*Given instruction:*
Copy every line of the entries from the line containing "Where can you find the vertical" through the end of the entries, with both ends included and the requests kept. Add 8 to every number in the answer coordinates.

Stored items
———

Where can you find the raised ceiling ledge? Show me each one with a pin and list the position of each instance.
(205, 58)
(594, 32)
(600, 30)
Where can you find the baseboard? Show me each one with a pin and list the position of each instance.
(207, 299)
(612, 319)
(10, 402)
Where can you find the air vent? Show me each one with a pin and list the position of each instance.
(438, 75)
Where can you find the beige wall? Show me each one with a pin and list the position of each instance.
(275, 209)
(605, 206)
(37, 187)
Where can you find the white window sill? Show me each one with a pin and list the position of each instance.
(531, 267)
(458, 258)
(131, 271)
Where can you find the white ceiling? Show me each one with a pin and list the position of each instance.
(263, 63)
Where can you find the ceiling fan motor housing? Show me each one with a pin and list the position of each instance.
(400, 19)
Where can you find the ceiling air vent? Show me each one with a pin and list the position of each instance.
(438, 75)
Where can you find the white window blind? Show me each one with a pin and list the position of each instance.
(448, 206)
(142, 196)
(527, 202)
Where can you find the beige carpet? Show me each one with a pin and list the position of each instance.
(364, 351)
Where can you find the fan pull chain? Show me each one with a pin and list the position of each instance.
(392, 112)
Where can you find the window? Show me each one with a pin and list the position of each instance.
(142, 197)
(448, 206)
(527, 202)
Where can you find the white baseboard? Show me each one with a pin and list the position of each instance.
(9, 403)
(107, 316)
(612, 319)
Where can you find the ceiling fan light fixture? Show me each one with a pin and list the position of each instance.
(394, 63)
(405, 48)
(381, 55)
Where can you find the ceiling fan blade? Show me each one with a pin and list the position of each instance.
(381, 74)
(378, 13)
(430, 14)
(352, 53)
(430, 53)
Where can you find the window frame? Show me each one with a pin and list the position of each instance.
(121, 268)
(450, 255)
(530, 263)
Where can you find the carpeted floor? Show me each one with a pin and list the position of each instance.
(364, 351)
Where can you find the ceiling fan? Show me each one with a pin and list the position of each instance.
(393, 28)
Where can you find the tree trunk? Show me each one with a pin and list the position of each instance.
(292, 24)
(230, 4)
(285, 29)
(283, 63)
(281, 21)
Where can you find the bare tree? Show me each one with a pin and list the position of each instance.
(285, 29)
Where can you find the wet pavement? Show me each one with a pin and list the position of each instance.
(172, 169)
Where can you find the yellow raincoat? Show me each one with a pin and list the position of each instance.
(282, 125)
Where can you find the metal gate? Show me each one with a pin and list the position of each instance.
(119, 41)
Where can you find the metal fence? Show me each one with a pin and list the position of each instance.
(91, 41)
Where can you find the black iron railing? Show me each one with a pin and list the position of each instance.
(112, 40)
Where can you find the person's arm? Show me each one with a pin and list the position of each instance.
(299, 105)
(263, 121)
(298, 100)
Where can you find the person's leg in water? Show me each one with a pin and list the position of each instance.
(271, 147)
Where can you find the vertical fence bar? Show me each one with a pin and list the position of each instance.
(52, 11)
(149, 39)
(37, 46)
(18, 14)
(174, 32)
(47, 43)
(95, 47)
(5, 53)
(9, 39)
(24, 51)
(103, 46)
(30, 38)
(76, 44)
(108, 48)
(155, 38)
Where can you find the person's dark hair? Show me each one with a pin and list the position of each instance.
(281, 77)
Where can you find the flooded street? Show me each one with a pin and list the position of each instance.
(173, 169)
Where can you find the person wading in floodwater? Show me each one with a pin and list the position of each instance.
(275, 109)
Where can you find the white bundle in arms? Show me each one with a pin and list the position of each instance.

———

*Answer:*
Where can you find the vertical fence bar? Show me each one with a pin and list the position of each instance.
(60, 19)
(157, 47)
(45, 54)
(26, 22)
(182, 40)
(55, 51)
(103, 55)
(13, 61)
(17, 47)
(32, 59)
(111, 54)
(38, 46)
(84, 52)
(116, 56)
(163, 46)
Where can you find the person's dark hair? Show me each one with a pin and list the position of each instance.
(289, 85)
Where can you find the flooded street? Show me each one with a pin and list the position of each instance.
(181, 177)
Where can you find the person wading in floodwater? Show me each one with a pin and list the position of each instance.
(283, 117)
Where can you find the white bundle in arms? Show me each one with a pin and list the position of each instance.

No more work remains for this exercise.